• _Try it_: All that should appear is the run of lines from the one containing "If you could mark the door" through the end of the records, each repeated exactly.
· · · · ·
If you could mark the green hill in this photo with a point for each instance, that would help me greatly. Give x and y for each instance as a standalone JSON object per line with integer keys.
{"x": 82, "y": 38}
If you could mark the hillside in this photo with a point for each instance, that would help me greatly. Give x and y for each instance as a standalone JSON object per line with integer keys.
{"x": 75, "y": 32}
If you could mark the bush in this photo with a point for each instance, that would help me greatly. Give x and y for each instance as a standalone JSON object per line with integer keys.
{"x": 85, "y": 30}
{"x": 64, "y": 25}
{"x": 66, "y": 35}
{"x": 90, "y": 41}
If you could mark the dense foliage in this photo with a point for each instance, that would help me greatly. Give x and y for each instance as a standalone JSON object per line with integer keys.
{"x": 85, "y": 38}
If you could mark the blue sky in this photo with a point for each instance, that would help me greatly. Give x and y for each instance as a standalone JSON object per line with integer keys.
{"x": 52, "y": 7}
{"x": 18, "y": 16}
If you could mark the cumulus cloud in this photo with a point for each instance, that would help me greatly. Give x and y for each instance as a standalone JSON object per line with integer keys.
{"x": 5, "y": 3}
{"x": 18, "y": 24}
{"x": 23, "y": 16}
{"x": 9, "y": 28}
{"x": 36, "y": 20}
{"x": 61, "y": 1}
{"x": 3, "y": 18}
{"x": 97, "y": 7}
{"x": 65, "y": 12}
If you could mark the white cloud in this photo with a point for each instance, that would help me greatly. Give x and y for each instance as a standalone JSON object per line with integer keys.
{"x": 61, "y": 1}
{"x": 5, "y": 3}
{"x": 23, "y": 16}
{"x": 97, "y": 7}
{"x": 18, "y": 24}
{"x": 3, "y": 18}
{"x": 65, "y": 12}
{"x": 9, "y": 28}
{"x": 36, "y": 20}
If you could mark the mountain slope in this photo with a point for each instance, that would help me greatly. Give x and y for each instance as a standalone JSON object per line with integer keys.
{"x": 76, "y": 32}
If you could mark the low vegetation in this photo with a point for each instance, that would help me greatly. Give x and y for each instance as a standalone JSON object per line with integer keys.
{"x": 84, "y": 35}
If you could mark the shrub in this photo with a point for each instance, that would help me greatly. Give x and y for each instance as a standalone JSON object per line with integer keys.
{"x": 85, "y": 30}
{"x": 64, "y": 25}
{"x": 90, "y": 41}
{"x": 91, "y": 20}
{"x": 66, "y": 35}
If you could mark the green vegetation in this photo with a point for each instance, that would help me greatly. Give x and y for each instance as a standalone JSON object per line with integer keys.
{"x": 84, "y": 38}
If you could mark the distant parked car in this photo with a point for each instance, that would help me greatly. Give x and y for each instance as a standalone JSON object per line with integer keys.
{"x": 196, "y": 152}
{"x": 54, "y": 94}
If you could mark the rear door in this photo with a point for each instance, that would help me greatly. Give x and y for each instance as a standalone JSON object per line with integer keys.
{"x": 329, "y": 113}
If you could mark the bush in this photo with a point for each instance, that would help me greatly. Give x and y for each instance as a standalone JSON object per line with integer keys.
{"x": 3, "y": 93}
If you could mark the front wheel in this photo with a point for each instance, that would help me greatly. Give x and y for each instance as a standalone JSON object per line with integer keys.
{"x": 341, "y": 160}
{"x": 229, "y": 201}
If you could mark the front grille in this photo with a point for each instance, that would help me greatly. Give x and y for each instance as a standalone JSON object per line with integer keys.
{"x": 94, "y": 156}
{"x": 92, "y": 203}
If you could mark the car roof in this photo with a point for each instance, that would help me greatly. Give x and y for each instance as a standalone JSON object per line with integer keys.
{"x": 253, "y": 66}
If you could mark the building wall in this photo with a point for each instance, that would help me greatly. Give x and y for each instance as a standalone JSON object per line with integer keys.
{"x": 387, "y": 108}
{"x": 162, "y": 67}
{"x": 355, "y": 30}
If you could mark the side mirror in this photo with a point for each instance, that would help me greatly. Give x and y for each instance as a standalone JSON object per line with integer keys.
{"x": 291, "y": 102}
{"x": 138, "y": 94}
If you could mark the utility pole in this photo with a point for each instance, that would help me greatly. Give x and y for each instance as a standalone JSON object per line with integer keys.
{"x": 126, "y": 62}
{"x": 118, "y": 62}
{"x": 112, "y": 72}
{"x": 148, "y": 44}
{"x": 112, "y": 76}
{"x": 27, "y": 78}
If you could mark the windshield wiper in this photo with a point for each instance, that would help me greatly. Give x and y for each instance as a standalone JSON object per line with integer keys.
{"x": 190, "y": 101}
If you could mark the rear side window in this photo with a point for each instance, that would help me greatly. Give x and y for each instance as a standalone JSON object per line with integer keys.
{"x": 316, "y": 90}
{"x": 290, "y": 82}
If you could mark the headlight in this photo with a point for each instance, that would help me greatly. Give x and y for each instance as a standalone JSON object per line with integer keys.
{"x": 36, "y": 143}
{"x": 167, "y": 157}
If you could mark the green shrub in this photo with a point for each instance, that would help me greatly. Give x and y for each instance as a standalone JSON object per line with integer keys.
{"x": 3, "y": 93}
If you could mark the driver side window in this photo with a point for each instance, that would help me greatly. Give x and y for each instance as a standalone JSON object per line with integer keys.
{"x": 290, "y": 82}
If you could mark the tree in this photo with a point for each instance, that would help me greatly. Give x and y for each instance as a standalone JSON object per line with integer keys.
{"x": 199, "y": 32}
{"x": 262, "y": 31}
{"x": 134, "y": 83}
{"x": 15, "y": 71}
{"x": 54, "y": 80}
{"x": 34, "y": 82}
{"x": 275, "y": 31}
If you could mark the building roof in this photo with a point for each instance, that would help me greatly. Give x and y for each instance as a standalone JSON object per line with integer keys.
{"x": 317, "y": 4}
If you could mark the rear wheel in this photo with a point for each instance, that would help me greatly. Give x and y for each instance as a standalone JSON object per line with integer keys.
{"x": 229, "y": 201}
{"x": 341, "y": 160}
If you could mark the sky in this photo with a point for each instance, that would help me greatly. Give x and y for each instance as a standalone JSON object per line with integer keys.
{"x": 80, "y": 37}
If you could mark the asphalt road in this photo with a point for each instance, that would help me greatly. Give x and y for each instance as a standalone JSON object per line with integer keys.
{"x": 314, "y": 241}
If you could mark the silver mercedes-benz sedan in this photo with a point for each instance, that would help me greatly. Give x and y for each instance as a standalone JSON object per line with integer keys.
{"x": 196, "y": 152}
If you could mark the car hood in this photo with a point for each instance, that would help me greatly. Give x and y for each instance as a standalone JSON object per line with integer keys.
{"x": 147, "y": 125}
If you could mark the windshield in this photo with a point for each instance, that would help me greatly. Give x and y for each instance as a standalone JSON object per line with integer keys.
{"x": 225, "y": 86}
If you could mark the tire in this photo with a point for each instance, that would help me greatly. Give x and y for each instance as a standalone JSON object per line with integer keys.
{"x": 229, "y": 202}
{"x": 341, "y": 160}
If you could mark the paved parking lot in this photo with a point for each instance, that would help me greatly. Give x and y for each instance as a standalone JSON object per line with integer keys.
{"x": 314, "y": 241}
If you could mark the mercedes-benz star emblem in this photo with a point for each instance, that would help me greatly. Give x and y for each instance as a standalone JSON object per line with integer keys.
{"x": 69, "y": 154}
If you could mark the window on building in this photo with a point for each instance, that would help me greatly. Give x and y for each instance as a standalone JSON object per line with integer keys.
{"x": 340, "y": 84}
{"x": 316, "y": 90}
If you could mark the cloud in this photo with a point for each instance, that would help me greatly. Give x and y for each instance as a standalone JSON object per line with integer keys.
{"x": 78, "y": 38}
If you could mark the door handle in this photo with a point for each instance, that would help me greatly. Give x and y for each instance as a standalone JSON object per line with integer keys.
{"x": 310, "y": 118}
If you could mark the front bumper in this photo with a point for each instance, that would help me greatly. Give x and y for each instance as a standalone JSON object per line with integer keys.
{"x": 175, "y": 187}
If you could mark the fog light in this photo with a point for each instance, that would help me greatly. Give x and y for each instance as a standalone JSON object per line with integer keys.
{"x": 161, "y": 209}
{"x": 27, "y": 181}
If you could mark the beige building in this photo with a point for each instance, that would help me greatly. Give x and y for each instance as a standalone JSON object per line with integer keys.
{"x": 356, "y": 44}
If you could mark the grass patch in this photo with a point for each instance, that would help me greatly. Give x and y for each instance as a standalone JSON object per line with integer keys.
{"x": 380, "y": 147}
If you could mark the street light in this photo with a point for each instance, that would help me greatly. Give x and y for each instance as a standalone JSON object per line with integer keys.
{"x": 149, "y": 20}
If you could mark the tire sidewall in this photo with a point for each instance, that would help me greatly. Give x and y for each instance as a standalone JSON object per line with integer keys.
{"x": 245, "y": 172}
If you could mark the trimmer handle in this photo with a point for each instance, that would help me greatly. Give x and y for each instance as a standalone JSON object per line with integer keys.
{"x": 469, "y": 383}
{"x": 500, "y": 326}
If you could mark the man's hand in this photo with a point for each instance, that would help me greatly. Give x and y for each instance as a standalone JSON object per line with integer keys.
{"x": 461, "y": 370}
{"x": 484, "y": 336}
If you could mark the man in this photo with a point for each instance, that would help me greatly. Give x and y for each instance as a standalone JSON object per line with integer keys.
· · · · ·
• _Task solution_:
If you could mark the door handle in this photo with a point for each instance, that would help me greatly. Give x and y for each instance as a standalone JSON object per line with integer keys.
{"x": 310, "y": 118}
If you could mark the front bumper in this photo with a point for each instance, that would help me greatly. Give x and y for each instance as a standalone JSON object per line with integer keys.
{"x": 175, "y": 187}
If you could mark the fog light in this photo with a point for each instance, that would help me greatly. Give x and y for each instance as a standalone JSON object per line with integer keys.
{"x": 161, "y": 209}
{"x": 27, "y": 181}
If you could mark the beige building in this photo with a point for each instance, that would help me greatly. Give x and y for each instance as a standalone JSON object per line with integer keys.
{"x": 356, "y": 44}
If you could mark the grass patch in this photo with a point for each instance, that would help me greatly. Give x and y for each instance as a standalone JSON object per line with integer keys.
{"x": 380, "y": 147}
If you could mark the street light in this photo with a point for each instance, that would help me greatly. Give x and y for each instance as a standalone JSON object per line with integer keys.
{"x": 149, "y": 20}
If you could mark the tire sidewall in this photo with a point for each instance, that would help me greatly. Give x and y for each instance as a standalone JSON object per line with integer keys.
{"x": 245, "y": 172}
If you could mark the trimmer handle in this photo with a point for each instance, that would help me greatly. Give x and y for each instance as a standalone JSON object per line with integer keys.
{"x": 469, "y": 383}
{"x": 500, "y": 326}
If you could mark the man's hand in this photo with a point for each instance, that would help me greatly. Give x and y for each instance as a standalone JSON object per line with integer keys.
{"x": 461, "y": 370}
{"x": 484, "y": 336}
If you could mark the man in this photo with a point for each instance, that would help me greatly. Give x and y for each instance as a standalone JSON object per line with integer keys.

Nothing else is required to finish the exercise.